• **Try it**
Search the data for "cloth" and copy every matching line.
....
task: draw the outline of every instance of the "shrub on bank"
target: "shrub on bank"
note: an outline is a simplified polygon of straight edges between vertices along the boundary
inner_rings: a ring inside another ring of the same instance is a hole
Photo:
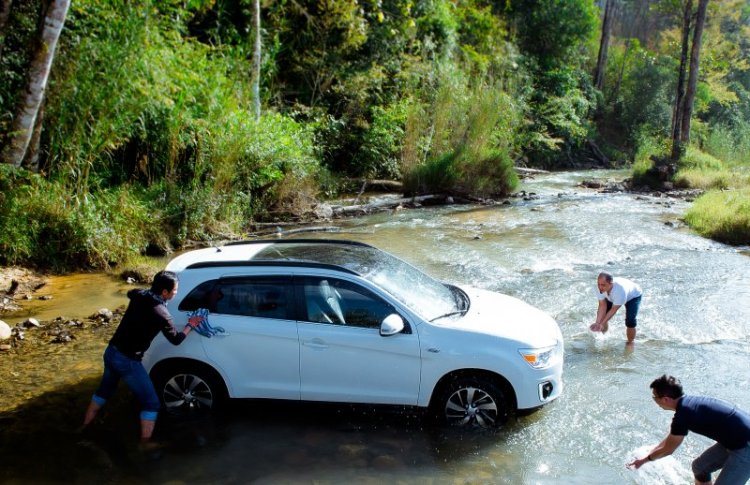
[[[632,180],[634,187],[647,186],[657,188],[662,185],[663,181],[653,175],[651,171],[654,168],[652,155],[657,157],[666,157],[669,154],[667,141],[648,134],[648,129],[641,130],[637,136],[638,149],[633,161]]]
[[[145,250],[155,227],[137,190],[71,195],[62,184],[0,165],[0,264],[107,268]]]
[[[704,194],[688,210],[685,221],[701,236],[750,244],[750,188]]]

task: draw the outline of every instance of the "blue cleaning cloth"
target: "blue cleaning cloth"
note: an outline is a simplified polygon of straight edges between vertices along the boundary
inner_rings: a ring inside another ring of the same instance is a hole
[[[212,327],[210,323],[208,323],[208,309],[207,308],[199,308],[195,311],[188,313],[188,321],[193,322],[194,320],[198,320],[200,323],[193,327],[193,330],[198,332],[198,335],[201,337],[211,338],[217,333],[225,333],[225,330],[221,327]]]

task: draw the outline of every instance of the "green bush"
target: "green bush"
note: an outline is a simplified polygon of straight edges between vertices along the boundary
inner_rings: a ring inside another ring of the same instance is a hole
[[[128,186],[78,197],[0,165],[0,188],[0,264],[107,269],[144,251],[157,222],[142,194]]]
[[[669,154],[668,141],[656,136],[649,135],[650,130],[646,127],[637,135],[637,150],[633,161],[632,179],[633,186],[647,186],[657,188],[662,184],[650,171],[654,167],[651,156],[666,158]]]

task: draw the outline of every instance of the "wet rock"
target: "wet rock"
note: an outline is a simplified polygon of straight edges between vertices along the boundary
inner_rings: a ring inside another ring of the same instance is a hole
[[[109,323],[112,321],[114,314],[107,308],[100,308],[96,313],[91,315],[89,318],[92,320]]]
[[[11,348],[13,347],[10,344],[0,344],[0,352],[7,352]]]
[[[21,323],[23,328],[39,328],[42,326],[41,323],[39,323],[39,320],[36,318],[29,318],[28,320]]]
[[[10,338],[10,335],[10,325],[0,320],[0,340],[7,340]]]
[[[53,344],[64,344],[67,342],[70,342],[73,340],[75,336],[70,333],[70,330],[60,330],[54,339],[52,339]]]
[[[605,187],[606,184],[600,179],[583,179],[581,186],[588,187],[589,189],[601,189],[602,187]]]
[[[42,296],[39,297],[39,299],[40,300],[51,300],[52,296],[51,295],[42,295]]]
[[[333,218],[333,207],[326,203],[316,204],[313,207],[313,214],[317,219],[331,219]]]
[[[476,236],[474,236],[474,240],[475,241],[478,240],[478,239],[482,239],[482,236],[480,236],[479,234],[477,234]]]

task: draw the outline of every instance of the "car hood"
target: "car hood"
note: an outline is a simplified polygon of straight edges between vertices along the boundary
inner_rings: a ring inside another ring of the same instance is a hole
[[[562,340],[557,322],[545,312],[518,298],[461,287],[469,295],[469,312],[457,320],[436,322],[440,327],[490,334],[533,347],[556,345]]]

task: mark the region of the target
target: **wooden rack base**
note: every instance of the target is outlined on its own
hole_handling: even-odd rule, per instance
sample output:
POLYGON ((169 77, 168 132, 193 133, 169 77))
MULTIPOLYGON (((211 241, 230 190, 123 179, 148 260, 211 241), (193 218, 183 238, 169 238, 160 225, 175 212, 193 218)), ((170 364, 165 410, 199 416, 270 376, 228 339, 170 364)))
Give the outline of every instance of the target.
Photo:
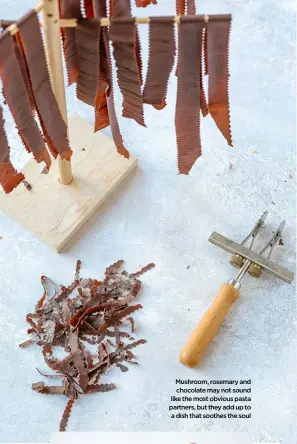
POLYGON ((48 174, 40 174, 41 165, 31 159, 23 172, 32 190, 20 185, 9 195, 0 192, 0 210, 57 252, 137 165, 133 155, 125 159, 118 154, 109 137, 93 133, 79 116, 69 119, 69 134, 73 150, 69 185, 58 182, 57 162, 48 174))

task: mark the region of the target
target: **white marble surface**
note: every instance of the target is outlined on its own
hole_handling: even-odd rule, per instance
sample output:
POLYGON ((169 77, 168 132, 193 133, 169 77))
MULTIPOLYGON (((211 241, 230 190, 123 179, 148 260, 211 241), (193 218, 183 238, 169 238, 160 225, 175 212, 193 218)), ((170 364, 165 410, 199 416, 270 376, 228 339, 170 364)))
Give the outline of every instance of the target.
MULTIPOLYGON (((173 0, 138 15, 174 14, 173 0)), ((198 2, 197 2, 198 3, 198 2)), ((1 18, 17 18, 34 0, 0 4, 1 18)), ((218 287, 233 276, 228 255, 209 244, 213 230, 240 241, 267 209, 268 231, 287 220, 283 248, 274 258, 295 268, 295 2, 199 1, 201 13, 232 13, 231 115, 234 148, 210 118, 202 122, 203 157, 190 176, 177 175, 174 134, 176 79, 168 107, 147 107, 148 129, 121 120, 139 169, 57 256, 0 215, 0 441, 48 442, 65 400, 31 390, 46 369, 39 349, 18 348, 26 313, 41 294, 39 278, 70 282, 76 259, 83 274, 100 278, 119 258, 128 270, 155 262, 143 277, 144 306, 135 319, 141 365, 109 380, 118 389, 81 399, 69 431, 248 432, 258 442, 296 443, 295 287, 265 275, 247 277, 241 298, 197 370, 178 363, 179 350, 218 287), (229 162, 233 168, 229 169, 229 162), (187 268, 190 265, 190 268, 187 268), (243 420, 172 421, 168 399, 175 378, 251 378, 253 416, 243 420)), ((147 28, 141 27, 143 54, 147 28)), ((117 105, 120 98, 117 94, 117 105)), ((69 112, 92 121, 92 110, 67 92, 69 112)), ((13 158, 27 158, 7 116, 13 158)), ((108 134, 108 131, 106 131, 108 134)), ((58 196, 57 196, 58 198, 58 196)), ((41 209, 42 211, 42 209, 41 209)))

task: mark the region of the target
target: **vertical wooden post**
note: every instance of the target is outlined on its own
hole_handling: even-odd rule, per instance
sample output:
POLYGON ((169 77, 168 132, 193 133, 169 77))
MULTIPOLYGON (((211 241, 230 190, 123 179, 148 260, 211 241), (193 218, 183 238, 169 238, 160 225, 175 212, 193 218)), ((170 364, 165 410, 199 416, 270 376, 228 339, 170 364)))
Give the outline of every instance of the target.
MULTIPOLYGON (((43 0, 42 23, 48 68, 54 94, 68 128, 59 18, 58 0, 43 0)), ((71 162, 61 159, 60 156, 57 162, 59 181, 68 185, 72 181, 71 162)))

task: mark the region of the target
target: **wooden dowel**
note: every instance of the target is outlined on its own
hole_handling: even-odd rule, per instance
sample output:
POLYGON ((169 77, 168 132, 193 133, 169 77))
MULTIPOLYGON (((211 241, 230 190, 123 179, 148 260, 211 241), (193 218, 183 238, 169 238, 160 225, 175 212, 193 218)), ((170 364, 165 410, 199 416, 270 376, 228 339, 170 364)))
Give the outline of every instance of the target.
MULTIPOLYGON (((208 23, 209 16, 204 16, 205 23, 208 23)), ((174 23, 179 24, 180 22, 180 16, 177 15, 176 17, 172 18, 172 21, 174 23)), ((135 23, 137 25, 145 25, 150 23, 150 17, 135 17, 135 23)), ((77 19, 60 19, 60 27, 61 28, 75 28, 77 25, 77 19)), ((109 18, 102 18, 100 19, 100 26, 110 26, 110 20, 109 18)))
MULTIPOLYGON (((68 128, 58 0, 43 0, 42 22, 45 37, 47 64, 52 88, 60 108, 60 112, 68 128)), ((61 159, 61 156, 58 156, 57 162, 59 181, 63 185, 68 185, 73 178, 71 162, 69 160, 61 159)))
POLYGON ((37 14, 38 14, 38 12, 41 12, 43 9, 43 2, 40 2, 39 5, 35 6, 34 9, 37 12, 37 14))

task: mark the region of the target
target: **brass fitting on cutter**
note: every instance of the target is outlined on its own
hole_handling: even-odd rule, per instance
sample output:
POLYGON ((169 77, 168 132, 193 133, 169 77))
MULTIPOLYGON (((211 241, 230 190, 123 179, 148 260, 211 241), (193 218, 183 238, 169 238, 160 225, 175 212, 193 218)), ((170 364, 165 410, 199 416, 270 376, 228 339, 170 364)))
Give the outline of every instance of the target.
POLYGON ((235 268, 241 268, 243 266, 243 257, 239 254, 232 254, 230 264, 235 268))

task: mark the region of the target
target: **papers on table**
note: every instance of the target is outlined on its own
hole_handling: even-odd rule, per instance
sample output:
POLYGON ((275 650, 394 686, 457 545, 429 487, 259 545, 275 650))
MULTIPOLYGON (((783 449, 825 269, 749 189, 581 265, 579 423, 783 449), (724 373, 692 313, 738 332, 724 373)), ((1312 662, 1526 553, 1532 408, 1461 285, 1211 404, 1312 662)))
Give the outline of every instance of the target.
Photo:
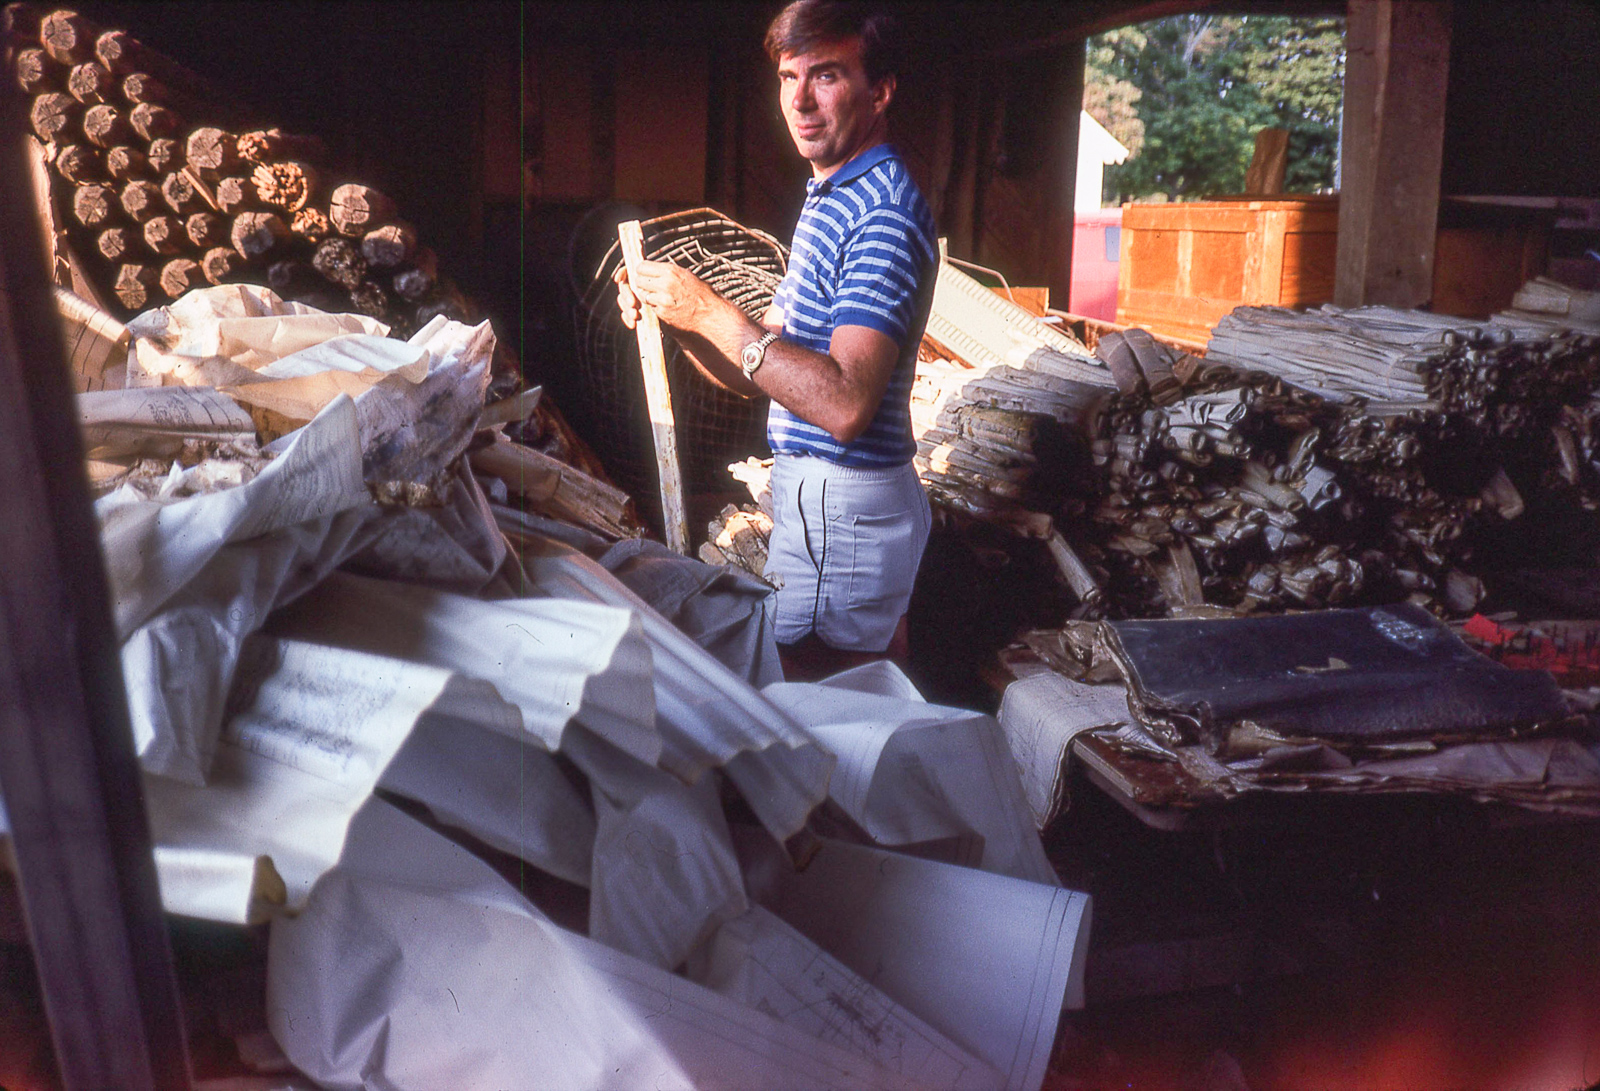
POLYGON ((1006 687, 1000 726, 1039 829, 1061 811, 1062 778, 1072 740, 1085 731, 1132 719, 1128 692, 1119 683, 1091 686, 1043 671, 1006 687))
....
• **Response area**
task: draw the outline of every instance of the "blue cleaning cloth"
target: "blue cleaning cloth"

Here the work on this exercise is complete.